Pablo Picasso Guitar Paris, January–February 1914

  • MoMA, Floor 5, 503 The Alfred H. Barr, Jr. Galleries

To create Guitar Picasso made a radical leap from the sculptural tradition of modeling (carving or molding) to a new technique of assemblage. He created a first version of Guitar from cardboard in 1912, then later remade the work in sheet metal; the modern ordinariness of both of these materials is very different from traditional sculptural materials such as bronze, wood, and marble. The planes of the sheet–metal construction engage in a play of substance and void in which volume is suggested, not depicted. In a dramatic demonstration of the flexible way visual forms can be read in context, the guitar's sound hole, which normally recedes from the instrument's smooth surface, here projects outward into space.

Gallery label from Focus: Picasso Sculpture, July 3–November 3, 2008.
Additional text

Before the twentieth century, sculpture often described the human form, and was principally an art of carving and modeling solids. In Guitar Picasso broke with these age-old traditions, examining an everyday object and initiating a new type of sculptural construction: built up from sheet metal, Guitar has no solid center but is open to space. A shallow arrangement of planes to be viewed from the front, it seems pictorial as well as sculptural, and relates to Picasso's Cubist collages of newspaper clippings and the like. This points to another departure from tradition: whereas ambitious sculptors of the period might work in bronze or marble, Picasso used sheet metal and wire—common, everyday materials, like the newspapers of the collages.

Picasso's guitar sculpture is the same size and shape as the real thing, but he shatters its form. If the front of a guitar is a plane concealing a volume, he cuts that plane away, opening up the interior as an empty box. If the sound hole is ordinarily a void, he gives it substance, turning it into a projecting cylinder (a device, Picasso said, inspired by the tubular eyes in an African Grebo mask). Viewed frontally, the cylinder's open rim becomes a line drawing of the sound hole. Here, Picasso has opened up the central core of sculpture, allowing us to see into and through it.

• Problems to work on
[a] Summarize the text on Picasso's Guitar in two sentences.
[b] Name every material that the text on Picasso's Guitar says he used to make the work.
[c] Carry on with the text on Picasso's Guitar, picking up after its final sentence.
You can complete every task here from the text alone, without the rows.

• Data provided
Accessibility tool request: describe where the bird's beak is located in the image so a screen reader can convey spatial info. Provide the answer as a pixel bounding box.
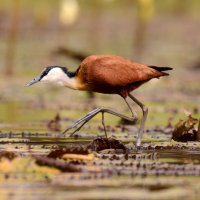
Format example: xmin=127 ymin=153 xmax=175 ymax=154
xmin=26 ymin=69 xmax=45 ymax=87
xmin=26 ymin=76 xmax=40 ymax=87
xmin=26 ymin=74 xmax=41 ymax=87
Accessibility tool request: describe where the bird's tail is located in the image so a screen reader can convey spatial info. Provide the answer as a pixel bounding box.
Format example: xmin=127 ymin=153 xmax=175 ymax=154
xmin=149 ymin=65 xmax=173 ymax=76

• Task responses
[a] Picasso's Guitar, first made from cardboard in 1912 and later remade in sheet metal, broke with sculpture's tradition of carving and modeling solids by using assemblage and common, everyday materials. Its planes suggest volume without depicting it, and its sound hole projects outward as a cylinder, opening up the core of the sculpture so that viewers can see into and through it.

[b] Cardboard, sheet metal, wire

[c]
Publication excerpt from The Museum of Modern Art, MoMA Highlights, New York: The Museum of Modern Art, revised 2004, originally published 1999, p. 68.

“What is it? Does it rest on a pedestal? Does it hang on a wall? What is it, painting or sculpture?” These are the questions Picasso’s sheet metal Guitar prompted from bewildered visitors to his studio, according to French poet and art critic André Salmon. To these queries the artist is said to have replied, simply, “It’s nothing, it’s el guitare!” Like its cardboard predecessor, Picasso’s Guitar broke with the traditions of carved and cast sculpture. Its projecting planes, including the lower extension, create a sense of volume, generating real shadows rather than the rendered shading historically used to simulate depth in painted and graphic art.

British artist and writer Wyndham Lewis memorably remarked that many of Picasso’s early constructions, the cardboard Guitar implicitly among them, did “not seem to possess the physical stamina to survive.” His words suggest one reason why Picasso may have chosen to memorialize the revolution announced by his fragile cardboard instrument in the more
permanent material of sheet metal, in planes connected with wire in just a few ingeniously selected spots.

Gallery label from Focus: Picasso Sculpture, July 3–November 3, 2008.
Medium
Ferrous sheet metal and wire
Dimensions
30 1/2 x 13 3/4 x 7 5/8" (77.5 x 35 x 19.3 cm)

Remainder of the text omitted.